**Work required:** Copy exactly the lines of the records below, starting at the line that contains "Could you mark the tall" and continuing through the last line, both included; omit any pictures.

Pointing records
--- BEGIN ---

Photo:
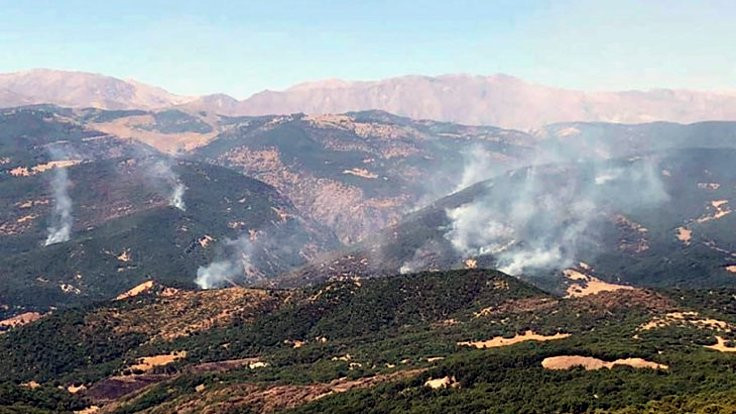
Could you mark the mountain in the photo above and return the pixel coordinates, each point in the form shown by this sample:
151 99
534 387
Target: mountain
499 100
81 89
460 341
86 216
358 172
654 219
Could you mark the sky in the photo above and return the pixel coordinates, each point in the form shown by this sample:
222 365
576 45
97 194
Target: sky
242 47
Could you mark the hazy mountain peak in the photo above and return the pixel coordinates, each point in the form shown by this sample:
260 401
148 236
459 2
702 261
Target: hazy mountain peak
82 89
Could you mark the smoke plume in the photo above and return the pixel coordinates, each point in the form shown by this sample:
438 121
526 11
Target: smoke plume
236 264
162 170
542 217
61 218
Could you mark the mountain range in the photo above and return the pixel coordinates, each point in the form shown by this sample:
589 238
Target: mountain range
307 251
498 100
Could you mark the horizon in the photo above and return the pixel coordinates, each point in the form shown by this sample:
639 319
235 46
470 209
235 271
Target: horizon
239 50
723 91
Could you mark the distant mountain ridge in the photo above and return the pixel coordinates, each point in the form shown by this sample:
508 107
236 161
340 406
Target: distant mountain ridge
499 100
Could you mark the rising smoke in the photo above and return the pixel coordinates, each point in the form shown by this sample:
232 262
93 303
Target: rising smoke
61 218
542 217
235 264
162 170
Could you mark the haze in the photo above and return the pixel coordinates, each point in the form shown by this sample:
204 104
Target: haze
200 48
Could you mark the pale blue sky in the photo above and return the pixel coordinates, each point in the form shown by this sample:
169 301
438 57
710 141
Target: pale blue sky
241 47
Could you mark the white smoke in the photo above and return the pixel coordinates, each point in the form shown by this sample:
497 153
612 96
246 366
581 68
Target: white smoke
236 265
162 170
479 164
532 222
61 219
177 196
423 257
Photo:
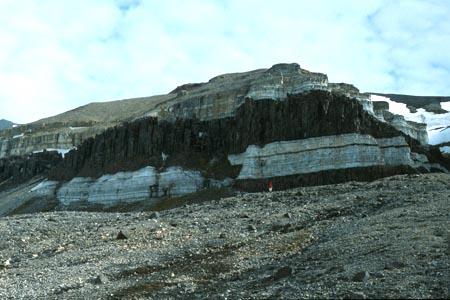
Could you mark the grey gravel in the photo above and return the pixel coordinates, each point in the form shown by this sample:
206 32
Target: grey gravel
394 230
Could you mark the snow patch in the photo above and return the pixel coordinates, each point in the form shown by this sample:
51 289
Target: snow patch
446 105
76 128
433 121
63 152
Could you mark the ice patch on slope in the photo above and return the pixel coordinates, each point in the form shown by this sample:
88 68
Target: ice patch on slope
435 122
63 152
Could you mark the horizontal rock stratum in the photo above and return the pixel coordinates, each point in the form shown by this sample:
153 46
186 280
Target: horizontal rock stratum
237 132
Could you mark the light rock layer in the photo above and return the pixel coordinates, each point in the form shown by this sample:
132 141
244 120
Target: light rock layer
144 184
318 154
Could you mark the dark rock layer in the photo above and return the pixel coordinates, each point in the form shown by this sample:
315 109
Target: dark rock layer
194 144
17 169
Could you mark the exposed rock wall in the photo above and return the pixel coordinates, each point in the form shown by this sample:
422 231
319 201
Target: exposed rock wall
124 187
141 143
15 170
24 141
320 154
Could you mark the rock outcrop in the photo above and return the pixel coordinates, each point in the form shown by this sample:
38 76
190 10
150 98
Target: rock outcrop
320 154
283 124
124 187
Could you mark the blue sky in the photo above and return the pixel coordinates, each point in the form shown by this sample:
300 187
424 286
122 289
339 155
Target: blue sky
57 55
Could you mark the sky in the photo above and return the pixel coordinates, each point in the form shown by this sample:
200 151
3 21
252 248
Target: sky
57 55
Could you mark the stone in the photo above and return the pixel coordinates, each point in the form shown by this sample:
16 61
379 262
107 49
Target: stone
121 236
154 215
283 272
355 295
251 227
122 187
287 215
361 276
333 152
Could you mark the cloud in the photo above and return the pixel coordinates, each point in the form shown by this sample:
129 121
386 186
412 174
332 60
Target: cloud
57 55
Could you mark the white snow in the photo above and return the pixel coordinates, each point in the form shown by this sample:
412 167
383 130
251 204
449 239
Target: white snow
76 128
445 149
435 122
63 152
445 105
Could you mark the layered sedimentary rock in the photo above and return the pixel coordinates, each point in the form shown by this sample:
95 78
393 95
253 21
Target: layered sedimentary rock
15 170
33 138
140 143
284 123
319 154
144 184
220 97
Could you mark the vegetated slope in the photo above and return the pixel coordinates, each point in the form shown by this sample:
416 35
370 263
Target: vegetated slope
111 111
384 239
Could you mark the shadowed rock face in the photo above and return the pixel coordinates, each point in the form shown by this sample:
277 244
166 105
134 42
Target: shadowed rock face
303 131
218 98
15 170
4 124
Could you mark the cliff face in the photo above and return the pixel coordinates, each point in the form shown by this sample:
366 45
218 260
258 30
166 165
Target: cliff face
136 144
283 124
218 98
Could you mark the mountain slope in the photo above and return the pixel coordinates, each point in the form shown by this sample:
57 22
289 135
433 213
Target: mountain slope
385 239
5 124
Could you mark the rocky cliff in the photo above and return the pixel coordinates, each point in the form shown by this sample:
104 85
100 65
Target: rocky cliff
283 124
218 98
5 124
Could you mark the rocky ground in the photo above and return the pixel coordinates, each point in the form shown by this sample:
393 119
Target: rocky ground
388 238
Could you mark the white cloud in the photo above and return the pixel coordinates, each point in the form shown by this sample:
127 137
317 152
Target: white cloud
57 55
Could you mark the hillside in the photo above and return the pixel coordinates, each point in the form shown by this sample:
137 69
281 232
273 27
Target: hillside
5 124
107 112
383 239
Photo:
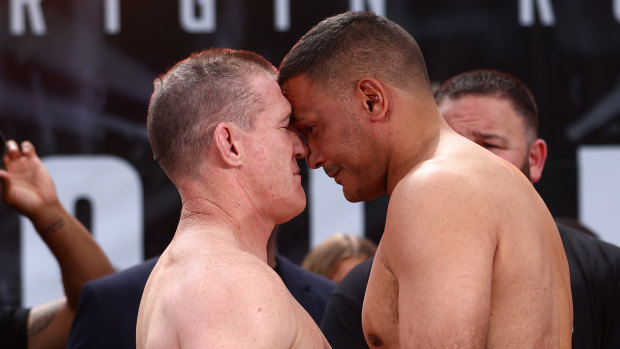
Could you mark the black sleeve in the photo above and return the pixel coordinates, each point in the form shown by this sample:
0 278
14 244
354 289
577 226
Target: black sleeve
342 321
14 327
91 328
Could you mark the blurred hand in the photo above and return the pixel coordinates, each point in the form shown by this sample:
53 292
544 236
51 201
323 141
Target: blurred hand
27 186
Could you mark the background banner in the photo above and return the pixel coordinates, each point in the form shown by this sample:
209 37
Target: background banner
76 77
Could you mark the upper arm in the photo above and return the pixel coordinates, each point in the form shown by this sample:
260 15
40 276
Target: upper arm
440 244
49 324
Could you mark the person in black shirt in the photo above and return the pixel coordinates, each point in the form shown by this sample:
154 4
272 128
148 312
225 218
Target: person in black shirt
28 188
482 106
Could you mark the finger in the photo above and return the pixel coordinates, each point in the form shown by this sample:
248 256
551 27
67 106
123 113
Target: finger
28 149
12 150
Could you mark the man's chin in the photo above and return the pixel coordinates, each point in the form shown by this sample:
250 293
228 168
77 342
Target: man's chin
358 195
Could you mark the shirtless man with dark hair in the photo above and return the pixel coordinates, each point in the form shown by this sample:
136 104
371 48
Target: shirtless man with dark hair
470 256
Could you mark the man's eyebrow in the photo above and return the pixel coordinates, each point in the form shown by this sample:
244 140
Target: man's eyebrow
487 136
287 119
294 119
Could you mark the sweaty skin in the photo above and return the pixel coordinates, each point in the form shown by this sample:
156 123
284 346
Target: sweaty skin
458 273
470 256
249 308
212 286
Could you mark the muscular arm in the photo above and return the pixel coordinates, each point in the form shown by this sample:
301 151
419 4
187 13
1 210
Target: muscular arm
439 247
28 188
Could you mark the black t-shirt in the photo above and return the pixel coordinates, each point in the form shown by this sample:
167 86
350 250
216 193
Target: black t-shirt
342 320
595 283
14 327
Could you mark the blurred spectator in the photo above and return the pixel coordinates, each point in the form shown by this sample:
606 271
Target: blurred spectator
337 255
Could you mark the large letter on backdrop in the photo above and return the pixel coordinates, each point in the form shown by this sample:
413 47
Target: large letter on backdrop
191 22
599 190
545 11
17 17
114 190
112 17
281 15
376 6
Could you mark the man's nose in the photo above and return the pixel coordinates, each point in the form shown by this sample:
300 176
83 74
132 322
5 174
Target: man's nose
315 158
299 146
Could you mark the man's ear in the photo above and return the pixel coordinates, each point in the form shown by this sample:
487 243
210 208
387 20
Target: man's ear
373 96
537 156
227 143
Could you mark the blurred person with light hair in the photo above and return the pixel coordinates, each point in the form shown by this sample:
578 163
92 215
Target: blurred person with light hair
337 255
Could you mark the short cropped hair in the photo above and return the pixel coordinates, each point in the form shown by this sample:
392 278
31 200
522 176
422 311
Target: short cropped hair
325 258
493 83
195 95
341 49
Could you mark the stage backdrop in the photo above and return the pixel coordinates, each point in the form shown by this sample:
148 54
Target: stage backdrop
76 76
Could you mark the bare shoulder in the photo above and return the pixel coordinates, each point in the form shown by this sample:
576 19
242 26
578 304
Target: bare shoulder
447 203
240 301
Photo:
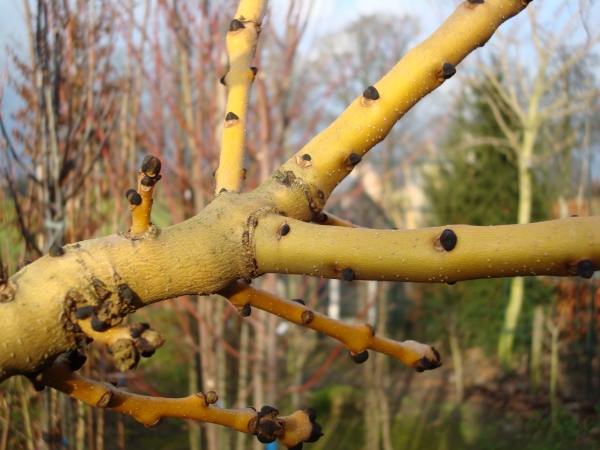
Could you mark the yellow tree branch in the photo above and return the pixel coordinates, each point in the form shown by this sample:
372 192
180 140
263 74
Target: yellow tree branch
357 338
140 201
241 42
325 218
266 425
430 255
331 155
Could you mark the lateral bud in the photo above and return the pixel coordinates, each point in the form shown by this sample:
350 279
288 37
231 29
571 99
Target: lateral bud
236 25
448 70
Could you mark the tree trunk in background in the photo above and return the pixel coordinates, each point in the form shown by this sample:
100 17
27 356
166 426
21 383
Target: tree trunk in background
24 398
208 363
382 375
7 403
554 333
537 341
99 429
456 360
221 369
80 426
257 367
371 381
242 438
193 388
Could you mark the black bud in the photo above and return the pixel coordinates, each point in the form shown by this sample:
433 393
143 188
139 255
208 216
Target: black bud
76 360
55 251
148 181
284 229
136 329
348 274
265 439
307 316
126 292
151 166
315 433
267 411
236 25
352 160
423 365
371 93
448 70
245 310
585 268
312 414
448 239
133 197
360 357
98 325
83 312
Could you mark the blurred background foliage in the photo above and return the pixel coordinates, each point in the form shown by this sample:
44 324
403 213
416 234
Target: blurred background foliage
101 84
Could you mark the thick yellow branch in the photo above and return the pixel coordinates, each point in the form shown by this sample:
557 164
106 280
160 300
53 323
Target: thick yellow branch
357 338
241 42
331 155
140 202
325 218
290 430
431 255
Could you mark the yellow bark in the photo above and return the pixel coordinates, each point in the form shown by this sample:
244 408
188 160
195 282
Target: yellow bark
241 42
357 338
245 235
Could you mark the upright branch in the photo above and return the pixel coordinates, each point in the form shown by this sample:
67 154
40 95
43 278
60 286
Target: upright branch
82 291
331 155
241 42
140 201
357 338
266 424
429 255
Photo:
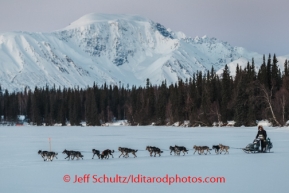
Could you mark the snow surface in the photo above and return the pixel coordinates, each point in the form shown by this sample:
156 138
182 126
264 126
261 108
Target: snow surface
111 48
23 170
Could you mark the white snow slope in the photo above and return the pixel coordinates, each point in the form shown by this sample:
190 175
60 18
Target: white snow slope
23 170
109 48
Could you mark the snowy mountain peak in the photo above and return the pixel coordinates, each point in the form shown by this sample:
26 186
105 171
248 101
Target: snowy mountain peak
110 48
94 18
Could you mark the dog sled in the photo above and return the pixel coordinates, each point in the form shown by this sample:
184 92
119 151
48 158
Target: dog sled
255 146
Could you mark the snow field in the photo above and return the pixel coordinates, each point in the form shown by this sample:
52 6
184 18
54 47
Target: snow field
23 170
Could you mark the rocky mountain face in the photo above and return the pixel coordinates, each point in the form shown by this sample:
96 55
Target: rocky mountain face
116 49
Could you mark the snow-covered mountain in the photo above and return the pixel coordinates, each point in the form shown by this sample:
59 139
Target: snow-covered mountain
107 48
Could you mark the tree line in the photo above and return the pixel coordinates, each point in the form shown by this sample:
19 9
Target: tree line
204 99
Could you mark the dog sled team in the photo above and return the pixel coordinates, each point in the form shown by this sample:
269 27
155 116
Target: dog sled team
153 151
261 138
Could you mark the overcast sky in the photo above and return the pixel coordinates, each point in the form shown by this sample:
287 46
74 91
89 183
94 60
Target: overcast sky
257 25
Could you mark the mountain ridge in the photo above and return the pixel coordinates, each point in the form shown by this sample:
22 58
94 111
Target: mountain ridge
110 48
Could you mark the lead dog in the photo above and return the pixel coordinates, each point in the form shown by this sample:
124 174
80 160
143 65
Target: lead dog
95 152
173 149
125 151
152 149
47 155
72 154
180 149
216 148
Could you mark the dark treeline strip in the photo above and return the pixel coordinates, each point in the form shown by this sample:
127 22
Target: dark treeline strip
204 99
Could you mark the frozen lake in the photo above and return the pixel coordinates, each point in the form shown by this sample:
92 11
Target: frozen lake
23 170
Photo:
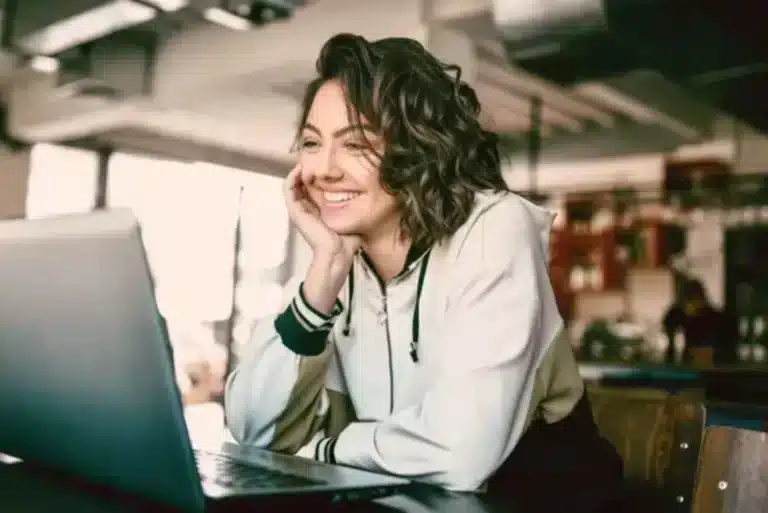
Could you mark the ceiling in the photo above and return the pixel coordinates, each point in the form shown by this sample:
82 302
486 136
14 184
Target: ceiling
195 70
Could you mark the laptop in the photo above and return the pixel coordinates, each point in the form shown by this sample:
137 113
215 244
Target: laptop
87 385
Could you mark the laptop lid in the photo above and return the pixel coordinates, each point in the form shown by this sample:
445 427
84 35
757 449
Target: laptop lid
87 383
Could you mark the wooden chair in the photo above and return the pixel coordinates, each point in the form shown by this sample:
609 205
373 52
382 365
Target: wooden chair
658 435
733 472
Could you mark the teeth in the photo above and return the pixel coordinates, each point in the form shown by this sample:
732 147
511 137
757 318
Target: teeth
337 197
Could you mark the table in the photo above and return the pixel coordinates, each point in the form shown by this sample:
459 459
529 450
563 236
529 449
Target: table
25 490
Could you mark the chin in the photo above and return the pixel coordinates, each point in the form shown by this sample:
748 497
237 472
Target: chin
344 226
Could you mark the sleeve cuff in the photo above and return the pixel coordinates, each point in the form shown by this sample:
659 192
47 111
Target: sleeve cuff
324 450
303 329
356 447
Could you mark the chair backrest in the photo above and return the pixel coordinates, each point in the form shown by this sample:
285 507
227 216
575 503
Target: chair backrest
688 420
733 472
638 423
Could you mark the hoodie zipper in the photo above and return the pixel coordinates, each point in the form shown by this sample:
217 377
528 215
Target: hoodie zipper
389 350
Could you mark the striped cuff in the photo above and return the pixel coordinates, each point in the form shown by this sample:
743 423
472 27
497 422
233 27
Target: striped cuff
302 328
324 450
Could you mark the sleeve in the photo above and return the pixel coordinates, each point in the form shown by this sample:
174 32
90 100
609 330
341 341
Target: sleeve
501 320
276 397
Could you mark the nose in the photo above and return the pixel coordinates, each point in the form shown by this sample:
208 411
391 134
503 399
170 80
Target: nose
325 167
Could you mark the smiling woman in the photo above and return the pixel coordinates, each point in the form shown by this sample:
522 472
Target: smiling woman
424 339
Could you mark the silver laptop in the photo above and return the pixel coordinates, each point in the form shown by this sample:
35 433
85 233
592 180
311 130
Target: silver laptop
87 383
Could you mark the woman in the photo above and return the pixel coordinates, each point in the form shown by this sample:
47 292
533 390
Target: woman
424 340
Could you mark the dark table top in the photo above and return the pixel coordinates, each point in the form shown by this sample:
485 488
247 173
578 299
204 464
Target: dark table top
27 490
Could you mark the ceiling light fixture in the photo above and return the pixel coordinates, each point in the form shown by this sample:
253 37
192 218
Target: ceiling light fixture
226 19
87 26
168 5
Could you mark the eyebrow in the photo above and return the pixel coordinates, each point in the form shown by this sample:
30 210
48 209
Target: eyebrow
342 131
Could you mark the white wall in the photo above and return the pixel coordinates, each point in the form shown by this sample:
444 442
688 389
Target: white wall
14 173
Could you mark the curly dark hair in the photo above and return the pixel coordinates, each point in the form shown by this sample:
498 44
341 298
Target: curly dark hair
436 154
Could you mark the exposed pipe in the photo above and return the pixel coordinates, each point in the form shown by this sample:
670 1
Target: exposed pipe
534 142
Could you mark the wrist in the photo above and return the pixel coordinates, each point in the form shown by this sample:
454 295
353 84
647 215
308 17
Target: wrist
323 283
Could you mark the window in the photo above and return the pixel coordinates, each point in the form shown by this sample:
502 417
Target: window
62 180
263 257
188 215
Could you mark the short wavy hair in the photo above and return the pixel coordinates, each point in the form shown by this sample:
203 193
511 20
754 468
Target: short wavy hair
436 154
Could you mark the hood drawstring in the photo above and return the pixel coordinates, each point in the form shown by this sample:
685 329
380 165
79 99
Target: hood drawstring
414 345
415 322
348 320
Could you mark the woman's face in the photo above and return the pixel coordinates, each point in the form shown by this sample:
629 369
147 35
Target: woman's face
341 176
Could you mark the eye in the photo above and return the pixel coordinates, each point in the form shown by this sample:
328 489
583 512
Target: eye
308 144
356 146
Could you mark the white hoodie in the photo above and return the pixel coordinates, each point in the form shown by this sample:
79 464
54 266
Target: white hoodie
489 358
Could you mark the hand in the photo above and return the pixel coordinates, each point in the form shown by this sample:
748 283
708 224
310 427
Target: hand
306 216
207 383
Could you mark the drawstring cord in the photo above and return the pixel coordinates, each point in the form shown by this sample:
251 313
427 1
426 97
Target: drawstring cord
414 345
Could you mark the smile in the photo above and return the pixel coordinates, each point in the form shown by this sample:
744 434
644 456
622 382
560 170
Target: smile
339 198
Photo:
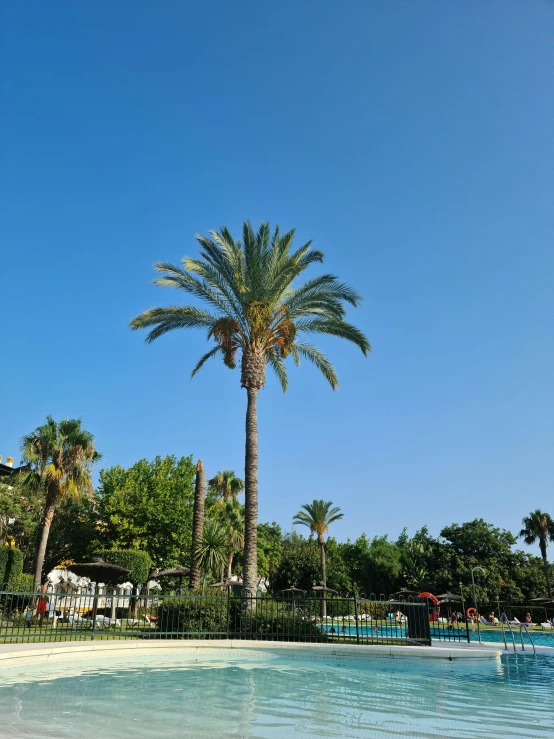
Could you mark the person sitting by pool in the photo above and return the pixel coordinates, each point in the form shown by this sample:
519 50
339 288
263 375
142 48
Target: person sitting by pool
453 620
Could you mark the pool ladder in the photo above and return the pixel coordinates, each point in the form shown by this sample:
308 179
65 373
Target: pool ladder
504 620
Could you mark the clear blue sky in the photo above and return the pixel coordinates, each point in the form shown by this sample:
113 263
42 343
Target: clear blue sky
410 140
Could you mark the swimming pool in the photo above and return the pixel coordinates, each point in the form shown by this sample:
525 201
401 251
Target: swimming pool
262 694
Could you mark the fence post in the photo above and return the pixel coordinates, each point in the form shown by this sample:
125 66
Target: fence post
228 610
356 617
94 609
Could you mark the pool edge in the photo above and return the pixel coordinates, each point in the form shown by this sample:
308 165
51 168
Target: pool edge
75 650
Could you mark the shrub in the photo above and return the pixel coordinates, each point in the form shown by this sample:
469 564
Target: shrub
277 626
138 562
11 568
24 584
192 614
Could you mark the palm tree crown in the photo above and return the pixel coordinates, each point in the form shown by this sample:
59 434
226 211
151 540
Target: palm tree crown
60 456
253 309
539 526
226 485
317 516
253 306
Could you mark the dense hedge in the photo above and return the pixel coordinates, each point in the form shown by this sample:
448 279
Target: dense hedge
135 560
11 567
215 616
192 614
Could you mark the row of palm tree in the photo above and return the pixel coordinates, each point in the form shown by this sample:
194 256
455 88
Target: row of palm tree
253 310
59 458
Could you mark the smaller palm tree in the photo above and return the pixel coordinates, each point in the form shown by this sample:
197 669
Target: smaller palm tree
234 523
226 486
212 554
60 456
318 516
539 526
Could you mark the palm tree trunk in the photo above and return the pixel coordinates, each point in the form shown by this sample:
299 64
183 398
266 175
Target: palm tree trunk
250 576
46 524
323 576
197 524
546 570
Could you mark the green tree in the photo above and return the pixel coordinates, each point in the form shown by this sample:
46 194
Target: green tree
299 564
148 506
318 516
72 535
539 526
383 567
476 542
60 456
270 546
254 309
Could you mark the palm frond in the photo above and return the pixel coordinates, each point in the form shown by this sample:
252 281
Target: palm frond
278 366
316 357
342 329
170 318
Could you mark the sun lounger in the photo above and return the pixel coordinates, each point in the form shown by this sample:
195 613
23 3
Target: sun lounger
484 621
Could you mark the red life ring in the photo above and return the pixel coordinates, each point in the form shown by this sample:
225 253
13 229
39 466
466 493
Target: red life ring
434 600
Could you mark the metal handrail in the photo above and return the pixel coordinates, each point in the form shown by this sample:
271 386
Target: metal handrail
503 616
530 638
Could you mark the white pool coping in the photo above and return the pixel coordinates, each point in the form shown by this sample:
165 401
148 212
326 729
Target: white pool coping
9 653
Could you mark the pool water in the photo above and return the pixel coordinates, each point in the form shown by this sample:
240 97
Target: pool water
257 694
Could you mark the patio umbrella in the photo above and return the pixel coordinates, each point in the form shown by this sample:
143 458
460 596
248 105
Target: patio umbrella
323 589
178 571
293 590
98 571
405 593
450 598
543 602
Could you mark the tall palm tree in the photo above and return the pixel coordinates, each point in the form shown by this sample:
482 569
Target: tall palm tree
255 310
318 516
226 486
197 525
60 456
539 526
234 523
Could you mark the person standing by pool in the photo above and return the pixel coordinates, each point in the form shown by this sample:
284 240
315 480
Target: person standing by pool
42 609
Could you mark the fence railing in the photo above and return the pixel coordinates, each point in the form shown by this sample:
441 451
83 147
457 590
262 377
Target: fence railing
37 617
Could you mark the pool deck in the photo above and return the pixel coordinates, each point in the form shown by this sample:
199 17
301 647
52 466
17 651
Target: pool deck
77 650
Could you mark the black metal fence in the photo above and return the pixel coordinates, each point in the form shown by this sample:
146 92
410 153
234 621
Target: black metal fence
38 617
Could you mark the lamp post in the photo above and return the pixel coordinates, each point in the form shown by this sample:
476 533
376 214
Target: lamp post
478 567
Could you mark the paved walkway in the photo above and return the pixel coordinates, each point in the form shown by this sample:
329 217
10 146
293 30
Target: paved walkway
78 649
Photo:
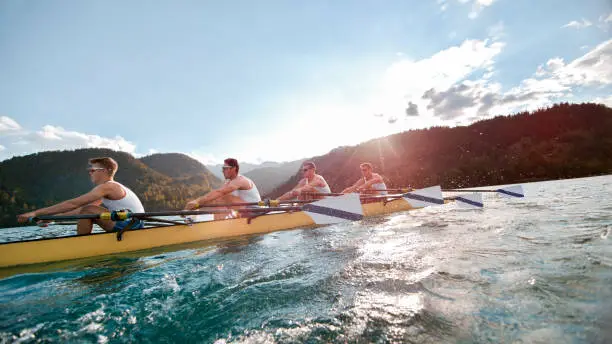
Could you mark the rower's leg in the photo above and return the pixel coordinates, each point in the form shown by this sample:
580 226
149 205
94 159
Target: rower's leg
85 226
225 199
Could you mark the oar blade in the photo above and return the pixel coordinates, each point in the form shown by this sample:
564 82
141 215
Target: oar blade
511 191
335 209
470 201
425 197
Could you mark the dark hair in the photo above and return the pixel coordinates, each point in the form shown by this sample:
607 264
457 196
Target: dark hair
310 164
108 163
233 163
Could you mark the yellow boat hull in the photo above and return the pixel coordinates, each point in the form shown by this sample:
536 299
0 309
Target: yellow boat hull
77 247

--- END ---

**Solution for this task:**
Could you mark the tall palm tree in the photo above and return the pixel coordinates, each point in the form shown by this sample:
482 569
Target: tall palm tree
255 310
318 516
226 486
197 525
60 456
539 526
234 523
Could you mark the person standing by pool in the photo above and return the pixel coordinates, each point in the form shown by this sample:
284 240
315 480
Target: person standing by pool
42 609
Could you mark the fence railing in the photo above and return the pixel coordinates, each point in the form shown by this sample:
441 451
83 147
457 590
262 377
Target: fence railing
37 617
Could you mark the pool deck in the photo above and return the pixel coordinates, each point in the form shown by this sample:
199 17
301 647
52 466
17 651
Target: pool deck
77 650
Could you mark the black metal fence in the photo above and return the pixel coordinates, each point in the form shown by this sample:
146 92
410 153
234 621
Target: black metal fence
38 617
Could you mark the lamp post in the photo above and return the pixel coordinates, each point in the form shown by this sample:
476 533
376 214
Target: lamp post
478 567
Could you mark the paved walkway in the photo above and return the pixel coordinates, each point in the form shown by this sample:
329 217
10 146
293 30
Target: paved walkway
78 649
Photo:
Could you mark the rower's leg in the photo above and return the pixel coordinates, each point in the form shown by this sample:
580 226
149 205
94 159
Target: rower's leg
85 226
225 199
Could you mark the oar blade in the photo above and return the pixel coordinates, each point in the form shown by this sample:
564 82
141 215
Target: oar blade
511 191
335 209
470 201
425 197
Could you mark the dark hair in the photo above and return the pixel coordinates, each point in the form shown by this sample:
607 264
457 196
Target: dark hair
310 164
108 163
233 163
Could you mark the yellow boat hull in the photo above and return the pixel coordinates, each point in the form shown by this sample:
536 299
0 309
Target: yellow boat hull
77 247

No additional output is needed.